Can you write out the entries below line for line, changing nothing?

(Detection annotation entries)
>> start
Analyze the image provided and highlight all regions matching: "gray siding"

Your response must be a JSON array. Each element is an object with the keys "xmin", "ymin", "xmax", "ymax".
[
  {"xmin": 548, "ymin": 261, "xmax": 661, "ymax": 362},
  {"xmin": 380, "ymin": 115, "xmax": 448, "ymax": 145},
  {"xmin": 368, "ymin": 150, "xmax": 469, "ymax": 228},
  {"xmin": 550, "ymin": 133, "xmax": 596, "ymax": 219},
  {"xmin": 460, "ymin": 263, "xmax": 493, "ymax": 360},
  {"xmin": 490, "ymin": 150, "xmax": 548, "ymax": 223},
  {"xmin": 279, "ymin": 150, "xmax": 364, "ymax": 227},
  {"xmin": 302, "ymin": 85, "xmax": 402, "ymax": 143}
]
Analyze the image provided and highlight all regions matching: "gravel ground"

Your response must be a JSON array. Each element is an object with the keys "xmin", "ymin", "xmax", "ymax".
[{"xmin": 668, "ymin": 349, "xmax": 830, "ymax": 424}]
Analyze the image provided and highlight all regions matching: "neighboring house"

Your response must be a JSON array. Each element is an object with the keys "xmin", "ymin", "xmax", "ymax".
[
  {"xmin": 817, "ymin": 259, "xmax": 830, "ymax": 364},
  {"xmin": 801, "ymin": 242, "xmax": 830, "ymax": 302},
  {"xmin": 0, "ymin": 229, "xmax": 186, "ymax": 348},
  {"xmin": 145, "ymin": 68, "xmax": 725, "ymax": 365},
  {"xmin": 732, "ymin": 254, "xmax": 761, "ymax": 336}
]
>> end
#### [REPLY TO THE EXERCISE]
Analyze the image provided and highlight all regions matching: "gray siding"

Your response must be a JSON array. Each element is an object with the keys "xmin", "ymin", "xmax", "ymax".
[
  {"xmin": 548, "ymin": 261, "xmax": 661, "ymax": 362},
  {"xmin": 380, "ymin": 115, "xmax": 448, "ymax": 145},
  {"xmin": 368, "ymin": 150, "xmax": 469, "ymax": 228},
  {"xmin": 550, "ymin": 133, "xmax": 596, "ymax": 219},
  {"xmin": 460, "ymin": 263, "xmax": 493, "ymax": 360},
  {"xmin": 490, "ymin": 150, "xmax": 548, "ymax": 223},
  {"xmin": 279, "ymin": 150, "xmax": 364, "ymax": 227},
  {"xmin": 302, "ymin": 85, "xmax": 402, "ymax": 143}
]
Analyze the image provided and highlight all regions matching: "gravel ground"

Your response must be a JSON array. Each element is an object with the keys "xmin", "ymin", "xmax", "ymax".
[{"xmin": 668, "ymin": 349, "xmax": 830, "ymax": 424}]
Analyze the image provided and highlight all regions matching: "neighboring house"

Your response must be a JSON array. Each element is an object with the keys "xmin", "ymin", "xmax", "ymax".
[
  {"xmin": 817, "ymin": 259, "xmax": 830, "ymax": 364},
  {"xmin": 801, "ymin": 242, "xmax": 830, "ymax": 302},
  {"xmin": 0, "ymin": 229, "xmax": 186, "ymax": 348},
  {"xmin": 145, "ymin": 68, "xmax": 725, "ymax": 365},
  {"xmin": 732, "ymin": 254, "xmax": 761, "ymax": 336}
]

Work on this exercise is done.